Saved dataset items:
___

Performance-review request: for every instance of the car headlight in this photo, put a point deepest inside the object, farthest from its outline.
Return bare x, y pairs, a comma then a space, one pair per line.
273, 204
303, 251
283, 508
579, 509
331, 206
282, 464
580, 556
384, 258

___

◆ WHAT YOU SHOULD DO:
Could you write out every line above, word for word and with nothing changed?

◆ TASK OUTPUT:
Performance-review request: for every instance of the car headlight in this photo, put a point deepest inside the object, farthest from its outline.
Return bare x, y pairs, a comma then a space, one pair per line.
273, 204
303, 251
283, 508
579, 509
331, 206
282, 464
580, 556
384, 258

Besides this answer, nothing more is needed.